Stored data entries:
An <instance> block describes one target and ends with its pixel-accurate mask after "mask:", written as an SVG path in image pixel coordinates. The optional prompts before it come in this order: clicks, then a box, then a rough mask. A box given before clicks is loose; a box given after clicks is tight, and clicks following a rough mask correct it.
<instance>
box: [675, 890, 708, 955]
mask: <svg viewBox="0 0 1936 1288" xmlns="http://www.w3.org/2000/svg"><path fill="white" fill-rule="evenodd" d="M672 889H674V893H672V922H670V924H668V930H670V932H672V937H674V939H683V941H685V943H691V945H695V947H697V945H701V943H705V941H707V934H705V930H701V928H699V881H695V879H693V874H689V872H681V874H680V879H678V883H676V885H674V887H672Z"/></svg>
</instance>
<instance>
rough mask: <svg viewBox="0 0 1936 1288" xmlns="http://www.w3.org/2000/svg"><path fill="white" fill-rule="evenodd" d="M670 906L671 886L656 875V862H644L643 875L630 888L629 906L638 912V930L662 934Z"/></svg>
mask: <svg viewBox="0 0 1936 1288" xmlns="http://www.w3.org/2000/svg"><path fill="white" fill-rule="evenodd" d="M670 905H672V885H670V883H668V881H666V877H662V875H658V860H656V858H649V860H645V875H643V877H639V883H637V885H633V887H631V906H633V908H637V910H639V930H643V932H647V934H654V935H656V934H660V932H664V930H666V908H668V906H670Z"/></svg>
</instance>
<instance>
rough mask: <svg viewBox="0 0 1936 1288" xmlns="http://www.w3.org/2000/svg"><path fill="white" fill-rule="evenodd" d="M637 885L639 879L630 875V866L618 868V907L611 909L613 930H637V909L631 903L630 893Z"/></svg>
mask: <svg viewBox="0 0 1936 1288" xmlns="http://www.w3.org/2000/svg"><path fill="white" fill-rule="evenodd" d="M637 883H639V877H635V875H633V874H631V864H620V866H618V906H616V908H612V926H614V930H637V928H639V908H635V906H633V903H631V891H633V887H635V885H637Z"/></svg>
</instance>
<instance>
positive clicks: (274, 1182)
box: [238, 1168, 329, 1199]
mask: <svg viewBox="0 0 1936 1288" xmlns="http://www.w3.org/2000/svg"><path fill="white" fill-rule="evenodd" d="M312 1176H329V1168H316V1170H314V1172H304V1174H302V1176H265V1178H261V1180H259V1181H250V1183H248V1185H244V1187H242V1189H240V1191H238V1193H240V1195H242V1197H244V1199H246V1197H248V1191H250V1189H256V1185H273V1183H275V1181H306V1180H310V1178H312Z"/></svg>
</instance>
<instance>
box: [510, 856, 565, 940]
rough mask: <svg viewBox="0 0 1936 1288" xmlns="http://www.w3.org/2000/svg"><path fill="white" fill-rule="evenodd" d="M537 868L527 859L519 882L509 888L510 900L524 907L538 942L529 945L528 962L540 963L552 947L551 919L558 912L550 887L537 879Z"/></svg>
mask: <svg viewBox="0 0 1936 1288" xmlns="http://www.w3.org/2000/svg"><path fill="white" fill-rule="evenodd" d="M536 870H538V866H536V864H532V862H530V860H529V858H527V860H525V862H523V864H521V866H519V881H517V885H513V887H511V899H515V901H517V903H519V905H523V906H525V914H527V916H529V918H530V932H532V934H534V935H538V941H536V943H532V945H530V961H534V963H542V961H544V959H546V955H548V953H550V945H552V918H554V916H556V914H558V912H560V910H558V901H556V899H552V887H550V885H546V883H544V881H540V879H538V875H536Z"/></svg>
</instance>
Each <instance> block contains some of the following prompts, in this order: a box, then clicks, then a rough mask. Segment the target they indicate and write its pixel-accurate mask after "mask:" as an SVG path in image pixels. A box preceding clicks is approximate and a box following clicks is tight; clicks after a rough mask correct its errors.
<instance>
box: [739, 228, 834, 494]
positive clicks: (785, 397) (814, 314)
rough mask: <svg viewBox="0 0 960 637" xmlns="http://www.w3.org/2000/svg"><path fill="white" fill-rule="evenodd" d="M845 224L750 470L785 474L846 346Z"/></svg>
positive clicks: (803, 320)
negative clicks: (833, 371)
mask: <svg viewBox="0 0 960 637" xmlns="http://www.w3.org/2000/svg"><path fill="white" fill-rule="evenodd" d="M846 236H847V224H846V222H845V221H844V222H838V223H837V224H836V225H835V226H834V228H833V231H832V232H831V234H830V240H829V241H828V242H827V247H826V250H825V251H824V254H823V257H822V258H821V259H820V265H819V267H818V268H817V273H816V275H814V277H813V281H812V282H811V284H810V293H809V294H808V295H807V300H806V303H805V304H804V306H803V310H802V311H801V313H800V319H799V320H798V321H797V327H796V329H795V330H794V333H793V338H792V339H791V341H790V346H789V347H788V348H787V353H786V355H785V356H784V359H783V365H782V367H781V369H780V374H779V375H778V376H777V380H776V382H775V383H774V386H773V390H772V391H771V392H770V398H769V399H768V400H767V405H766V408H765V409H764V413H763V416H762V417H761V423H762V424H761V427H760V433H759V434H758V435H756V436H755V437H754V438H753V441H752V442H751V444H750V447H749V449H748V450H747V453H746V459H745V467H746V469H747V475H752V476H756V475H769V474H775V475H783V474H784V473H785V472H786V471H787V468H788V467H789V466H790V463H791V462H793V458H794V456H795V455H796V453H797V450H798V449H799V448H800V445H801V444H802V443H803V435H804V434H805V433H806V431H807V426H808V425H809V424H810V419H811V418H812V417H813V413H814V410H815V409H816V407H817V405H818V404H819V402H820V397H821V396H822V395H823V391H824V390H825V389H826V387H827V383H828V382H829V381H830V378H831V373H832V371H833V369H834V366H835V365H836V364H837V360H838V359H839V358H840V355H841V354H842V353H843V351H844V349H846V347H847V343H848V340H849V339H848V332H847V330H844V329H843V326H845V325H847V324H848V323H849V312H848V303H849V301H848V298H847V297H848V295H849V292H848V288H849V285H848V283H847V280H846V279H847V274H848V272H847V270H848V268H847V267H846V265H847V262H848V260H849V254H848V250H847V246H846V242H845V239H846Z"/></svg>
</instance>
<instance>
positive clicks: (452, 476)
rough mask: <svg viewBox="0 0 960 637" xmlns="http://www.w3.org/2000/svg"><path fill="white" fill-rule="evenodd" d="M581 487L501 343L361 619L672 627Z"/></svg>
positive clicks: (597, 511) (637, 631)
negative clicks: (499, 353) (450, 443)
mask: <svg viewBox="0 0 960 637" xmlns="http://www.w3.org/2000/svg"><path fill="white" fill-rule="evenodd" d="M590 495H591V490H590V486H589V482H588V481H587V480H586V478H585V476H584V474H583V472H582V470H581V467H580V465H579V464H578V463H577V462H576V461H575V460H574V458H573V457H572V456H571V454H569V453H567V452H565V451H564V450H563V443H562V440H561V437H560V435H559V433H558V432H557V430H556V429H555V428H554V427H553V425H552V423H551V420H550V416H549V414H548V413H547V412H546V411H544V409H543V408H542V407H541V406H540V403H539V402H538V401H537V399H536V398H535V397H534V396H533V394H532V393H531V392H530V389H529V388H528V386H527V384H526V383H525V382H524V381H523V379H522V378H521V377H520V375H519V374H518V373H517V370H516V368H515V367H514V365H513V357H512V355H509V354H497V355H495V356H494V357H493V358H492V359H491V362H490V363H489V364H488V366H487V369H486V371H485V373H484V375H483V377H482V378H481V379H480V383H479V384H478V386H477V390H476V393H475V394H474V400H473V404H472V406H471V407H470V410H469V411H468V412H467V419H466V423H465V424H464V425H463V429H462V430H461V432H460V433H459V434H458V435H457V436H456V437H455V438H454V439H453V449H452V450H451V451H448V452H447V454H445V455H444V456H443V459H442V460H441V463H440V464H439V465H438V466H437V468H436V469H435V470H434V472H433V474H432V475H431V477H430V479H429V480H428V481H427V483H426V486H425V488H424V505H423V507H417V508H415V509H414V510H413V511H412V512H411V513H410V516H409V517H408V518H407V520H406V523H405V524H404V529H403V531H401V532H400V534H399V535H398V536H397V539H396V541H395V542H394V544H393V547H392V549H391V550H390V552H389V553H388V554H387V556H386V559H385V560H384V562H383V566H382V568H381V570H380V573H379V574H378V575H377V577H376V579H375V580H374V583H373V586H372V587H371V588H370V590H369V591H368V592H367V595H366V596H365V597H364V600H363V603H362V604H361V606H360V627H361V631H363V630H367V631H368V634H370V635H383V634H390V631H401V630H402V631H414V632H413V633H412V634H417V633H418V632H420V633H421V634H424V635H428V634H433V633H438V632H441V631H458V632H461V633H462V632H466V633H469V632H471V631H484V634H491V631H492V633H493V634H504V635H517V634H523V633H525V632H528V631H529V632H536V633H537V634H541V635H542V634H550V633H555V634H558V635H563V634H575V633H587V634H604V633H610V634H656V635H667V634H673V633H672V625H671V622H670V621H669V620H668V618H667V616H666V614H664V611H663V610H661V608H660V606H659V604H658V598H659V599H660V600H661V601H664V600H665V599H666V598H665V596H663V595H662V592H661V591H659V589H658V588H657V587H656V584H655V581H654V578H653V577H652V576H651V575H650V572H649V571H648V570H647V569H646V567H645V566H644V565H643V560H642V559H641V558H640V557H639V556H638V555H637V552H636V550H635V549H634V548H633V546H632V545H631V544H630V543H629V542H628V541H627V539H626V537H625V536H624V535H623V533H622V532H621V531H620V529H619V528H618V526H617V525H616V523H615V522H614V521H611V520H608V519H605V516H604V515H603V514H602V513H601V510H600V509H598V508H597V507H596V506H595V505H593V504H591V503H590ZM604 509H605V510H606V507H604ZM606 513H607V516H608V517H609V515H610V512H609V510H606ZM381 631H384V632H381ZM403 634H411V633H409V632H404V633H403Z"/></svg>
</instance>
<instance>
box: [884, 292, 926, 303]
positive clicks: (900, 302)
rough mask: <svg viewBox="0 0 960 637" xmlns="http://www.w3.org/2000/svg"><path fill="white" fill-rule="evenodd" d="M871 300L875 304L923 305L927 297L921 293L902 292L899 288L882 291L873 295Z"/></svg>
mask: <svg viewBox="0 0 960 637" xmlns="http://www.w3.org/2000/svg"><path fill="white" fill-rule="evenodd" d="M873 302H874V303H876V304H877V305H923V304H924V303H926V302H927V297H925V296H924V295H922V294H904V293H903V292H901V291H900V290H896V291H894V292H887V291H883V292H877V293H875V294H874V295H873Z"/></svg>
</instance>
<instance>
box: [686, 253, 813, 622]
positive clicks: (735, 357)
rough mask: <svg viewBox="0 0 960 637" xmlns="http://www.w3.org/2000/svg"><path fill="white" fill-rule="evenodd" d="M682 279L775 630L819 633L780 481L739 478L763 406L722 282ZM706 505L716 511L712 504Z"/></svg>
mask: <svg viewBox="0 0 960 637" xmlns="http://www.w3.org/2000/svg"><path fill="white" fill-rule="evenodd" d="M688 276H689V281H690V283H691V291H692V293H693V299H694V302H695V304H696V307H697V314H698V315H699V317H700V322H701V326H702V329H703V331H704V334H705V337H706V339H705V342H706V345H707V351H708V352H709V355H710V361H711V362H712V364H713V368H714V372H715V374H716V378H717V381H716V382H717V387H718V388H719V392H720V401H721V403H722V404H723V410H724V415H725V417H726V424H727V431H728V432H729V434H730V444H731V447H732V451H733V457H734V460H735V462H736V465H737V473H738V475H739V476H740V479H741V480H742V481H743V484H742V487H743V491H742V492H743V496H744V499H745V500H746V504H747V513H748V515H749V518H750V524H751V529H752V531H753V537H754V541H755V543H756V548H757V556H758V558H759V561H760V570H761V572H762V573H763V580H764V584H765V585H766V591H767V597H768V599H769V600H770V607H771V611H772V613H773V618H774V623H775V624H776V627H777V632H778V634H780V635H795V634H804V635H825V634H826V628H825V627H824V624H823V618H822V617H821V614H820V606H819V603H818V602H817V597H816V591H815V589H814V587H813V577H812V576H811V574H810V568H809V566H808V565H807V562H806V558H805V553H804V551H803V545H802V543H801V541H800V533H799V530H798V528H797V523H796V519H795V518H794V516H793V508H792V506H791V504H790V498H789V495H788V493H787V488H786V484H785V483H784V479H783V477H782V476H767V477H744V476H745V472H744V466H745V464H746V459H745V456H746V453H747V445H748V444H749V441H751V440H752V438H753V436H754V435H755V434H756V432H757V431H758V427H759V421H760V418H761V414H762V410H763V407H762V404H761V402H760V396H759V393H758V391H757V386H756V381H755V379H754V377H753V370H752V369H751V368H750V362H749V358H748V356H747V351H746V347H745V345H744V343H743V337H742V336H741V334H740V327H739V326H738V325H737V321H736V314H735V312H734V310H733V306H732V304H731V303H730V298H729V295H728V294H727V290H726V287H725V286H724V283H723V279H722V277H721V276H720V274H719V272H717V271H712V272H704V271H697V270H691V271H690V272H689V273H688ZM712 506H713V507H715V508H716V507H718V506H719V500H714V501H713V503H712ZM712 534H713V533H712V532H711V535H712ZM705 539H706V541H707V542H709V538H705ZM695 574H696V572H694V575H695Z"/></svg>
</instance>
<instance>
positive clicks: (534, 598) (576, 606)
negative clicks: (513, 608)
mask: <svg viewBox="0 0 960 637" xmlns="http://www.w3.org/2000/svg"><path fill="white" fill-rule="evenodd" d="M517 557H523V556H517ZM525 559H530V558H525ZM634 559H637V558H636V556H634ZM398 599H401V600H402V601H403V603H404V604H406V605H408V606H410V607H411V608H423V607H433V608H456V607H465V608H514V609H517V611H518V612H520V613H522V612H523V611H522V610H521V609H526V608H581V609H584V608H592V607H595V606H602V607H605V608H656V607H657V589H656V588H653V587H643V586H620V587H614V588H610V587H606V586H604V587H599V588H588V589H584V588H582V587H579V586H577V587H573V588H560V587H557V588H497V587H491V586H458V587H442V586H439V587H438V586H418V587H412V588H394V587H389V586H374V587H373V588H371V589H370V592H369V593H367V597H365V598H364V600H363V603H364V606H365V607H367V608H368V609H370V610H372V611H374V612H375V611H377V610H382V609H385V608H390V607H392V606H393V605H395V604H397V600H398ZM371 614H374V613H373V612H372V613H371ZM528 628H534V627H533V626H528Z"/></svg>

**REQUIREMENT**
Pull out each line of the material that contains the string "prompts", and treat uppercase and lowercase as different.

**TASK OUTPUT**
An <instance> block describes one target and ends with its pixel-accurate mask after "mask:", written as an SVG path in image pixel coordinates. The optional prompts before it come in this order: clicks, then a box, then a rough mask. A box given before clicks is loose; a box given after clicks is tight, and clicks following a rough mask correct it.
Each <instance> block contains some of the following prompts, in this order: a box, then clicks, then a rough mask. Segment the target they indicate and write its pixel-accurate mask after "mask:" as an SVG path in image pixels. A box preceding clicks is approximate and a box following clicks is tight; clicks after a rough mask correct its errors.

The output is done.